→ **YOUR OBJECTIVE**
Output the entries below so that they read exactly as they do now.

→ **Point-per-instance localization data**
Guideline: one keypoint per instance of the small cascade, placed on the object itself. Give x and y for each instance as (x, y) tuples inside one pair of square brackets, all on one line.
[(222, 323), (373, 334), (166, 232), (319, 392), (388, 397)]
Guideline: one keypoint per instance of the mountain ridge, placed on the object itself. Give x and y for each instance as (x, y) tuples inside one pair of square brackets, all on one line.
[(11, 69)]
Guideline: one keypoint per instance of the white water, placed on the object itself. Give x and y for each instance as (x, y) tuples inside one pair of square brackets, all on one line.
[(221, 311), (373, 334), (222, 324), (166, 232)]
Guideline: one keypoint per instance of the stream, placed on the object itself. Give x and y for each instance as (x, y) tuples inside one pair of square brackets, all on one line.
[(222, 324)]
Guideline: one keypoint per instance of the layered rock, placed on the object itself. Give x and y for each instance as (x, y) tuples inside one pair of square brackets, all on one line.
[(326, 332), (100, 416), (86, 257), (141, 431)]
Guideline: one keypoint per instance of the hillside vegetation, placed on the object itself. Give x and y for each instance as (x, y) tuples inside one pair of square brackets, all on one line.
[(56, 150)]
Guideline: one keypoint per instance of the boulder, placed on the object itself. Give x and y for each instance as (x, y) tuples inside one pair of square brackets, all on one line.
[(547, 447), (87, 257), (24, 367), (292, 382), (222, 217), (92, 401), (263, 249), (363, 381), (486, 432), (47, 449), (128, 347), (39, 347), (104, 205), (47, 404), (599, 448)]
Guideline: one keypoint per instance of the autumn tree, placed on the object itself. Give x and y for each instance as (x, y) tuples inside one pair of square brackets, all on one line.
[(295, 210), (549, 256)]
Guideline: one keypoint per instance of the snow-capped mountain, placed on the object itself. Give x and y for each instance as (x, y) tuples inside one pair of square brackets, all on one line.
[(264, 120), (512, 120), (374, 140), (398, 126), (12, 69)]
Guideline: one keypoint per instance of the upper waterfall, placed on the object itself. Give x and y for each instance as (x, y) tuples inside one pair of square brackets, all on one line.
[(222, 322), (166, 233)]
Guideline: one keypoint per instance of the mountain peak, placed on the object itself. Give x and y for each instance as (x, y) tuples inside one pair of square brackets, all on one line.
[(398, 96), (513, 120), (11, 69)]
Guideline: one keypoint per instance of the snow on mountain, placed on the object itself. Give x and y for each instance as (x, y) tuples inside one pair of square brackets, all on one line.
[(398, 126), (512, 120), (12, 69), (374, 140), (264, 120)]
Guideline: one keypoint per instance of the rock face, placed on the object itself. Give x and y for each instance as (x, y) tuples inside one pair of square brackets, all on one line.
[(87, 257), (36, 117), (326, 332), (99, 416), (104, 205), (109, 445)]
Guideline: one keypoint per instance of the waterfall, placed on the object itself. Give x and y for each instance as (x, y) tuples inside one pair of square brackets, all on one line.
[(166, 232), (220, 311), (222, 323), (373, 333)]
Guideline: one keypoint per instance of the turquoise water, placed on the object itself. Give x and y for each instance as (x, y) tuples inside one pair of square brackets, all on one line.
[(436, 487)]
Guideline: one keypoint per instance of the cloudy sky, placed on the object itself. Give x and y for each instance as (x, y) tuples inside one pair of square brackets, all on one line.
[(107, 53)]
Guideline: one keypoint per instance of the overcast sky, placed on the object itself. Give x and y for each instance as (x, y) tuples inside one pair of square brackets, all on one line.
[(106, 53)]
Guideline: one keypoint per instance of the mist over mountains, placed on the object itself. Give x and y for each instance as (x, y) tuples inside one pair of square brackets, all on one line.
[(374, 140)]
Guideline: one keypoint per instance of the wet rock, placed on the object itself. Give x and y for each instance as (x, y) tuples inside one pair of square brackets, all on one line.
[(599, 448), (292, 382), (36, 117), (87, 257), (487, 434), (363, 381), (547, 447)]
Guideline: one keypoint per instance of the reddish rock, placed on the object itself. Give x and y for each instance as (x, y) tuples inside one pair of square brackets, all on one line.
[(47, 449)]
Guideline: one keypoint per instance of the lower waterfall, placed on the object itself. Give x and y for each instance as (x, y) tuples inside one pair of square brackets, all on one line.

→ **ANSWER TO THIS PROBLEM**
Guideline: one keypoint per instance of the small cascade, placed on the object itself. Give x and y for each instance as (x, y) tuples inside one pair of square brackets, all on one line.
[(222, 323), (373, 334), (166, 232), (319, 392), (388, 397)]
Guideline: one keypoint per instance of the mountain ridge, placed on the object itself. Give x and y for each instance as (x, y) tuples inside one pair of square brackets, all on one line.
[(11, 69)]
Guideline: one keypoint per instance of the white water, placed on the object itself. Give x and y for each instance as (x, y) tuples inside one pair of square brackets, all on one line.
[(221, 311), (373, 334), (222, 324), (166, 232)]
Guideline: one keypoint per instance of the stream, placed on the object itself. Give x and y for each instance as (x, y) tuples inside one pair of square brackets, all on one line.
[(222, 324)]
Guideline: one keypoint per instance of the layered rock, placed on the object itself. Give x and y for each instance as (x, y) tuples inside one pair of square brackets, all on one line.
[(326, 332), (100, 416), (86, 257), (141, 431)]
Guideline: one keypoint per instance of the hillside vegetation, placed on the object itself. Give x and y for each instance as (x, y) tuples inside one pair of square brackets, all on one line.
[(56, 150)]
Guideline: one keypoint per instance of the boulder, placed on the object itself. Give x and y for each instance as (x, y) tuples inside one pair of square brackets, all on one line.
[(547, 447), (87, 257), (24, 367), (292, 382), (222, 217), (92, 401), (263, 249), (363, 381), (486, 432), (47, 449), (128, 347), (39, 347), (104, 205), (47, 404), (599, 448)]
Guideline: one keypoint per instance of the autumn tree, placed on the object itself. Give x and y for each instance as (x, y) tuples inside one pair of square brackets, all on one line.
[(295, 210), (549, 256)]
Guideline: one keypoint per instance of the snow-capped mountain, placed on the object itself. Give x and y for each instance as (x, y) tuples inside one pair of square brackets, all on one line.
[(264, 120), (512, 120), (374, 140), (398, 126), (12, 69)]
Guideline: one keypoint per instance of the upper waterfall, placed on the object itself. Give x and y for each instance as (x, y) tuples inside one pair of square brackets, all on one line.
[(222, 322), (166, 233)]
Guideline: one keypoint per instance of the mountain peak, placed on the object itself. Give x and y for each instance as (x, y) tuples inside one pair of square brackets, all on one line.
[(398, 96), (513, 120), (11, 69)]
Guideline: one keypoint per instance of the snow on mountain, placed on the object itself. Give x and y for each instance as (x, y) tuples inside one pair of square brackets, all on one line.
[(398, 126), (512, 120), (12, 69), (374, 140), (264, 120)]
Guideline: one keypoint per instance of the rock face, placed on the object itself. Give x and y for each instance as (x, y) tuples inside one pair of square brackets, all on one line.
[(87, 257), (36, 117), (326, 332), (99, 416), (104, 205), (109, 445)]
Guideline: one keypoint per instance of the waterfall, placed on the object itself. Give x and y for each instance as (x, y) tuples inside one pair of square brackets, all on one line.
[(166, 232), (220, 311), (222, 323), (373, 333)]
Guideline: one keypoint per instance of the turquoise water, placed on the object itself. Give x and y for each instance as (x, y) tuples inside one pair of square brackets, all on one line.
[(436, 487)]
Guideline: one keypoint per instance of the cloudy sky, placed on the object itself. Give x and y for each instance as (x, y) tuples inside one pair of square brackets, all on one line.
[(107, 53)]
Guideline: one keypoint per instance of the overcast sky, placed on the object itself. Give x and y for each instance as (x, y) tuples inside one pair of square brackets, all on one line.
[(106, 53)]
Guideline: one keypoint per instance of the mist over mountains, placed on the object itself. Give x and y for each instance as (x, y) tuples inside one pair of square brackets, all on one line.
[(374, 140)]
Guideline: one keypoint per instance of the wet rock, placed on the object itself. Give x and y for each instance as (x, y) tuples inside one pair of square brackets, all on one line.
[(599, 448), (292, 382), (36, 117), (87, 257), (487, 434), (363, 381), (547, 447)]
Guideline: one keypoint per instance of the reddish rock, placed on the object itself. Give x and y for each instance as (x, y) tuples inside one pair of square brackets, all on one line.
[(47, 449)]
Guideline: one keypoint per instance of the lower waterfall, placed on the object itself. Give x and y for each instance as (x, y) tuples inside one pair of square brackets, all on one line.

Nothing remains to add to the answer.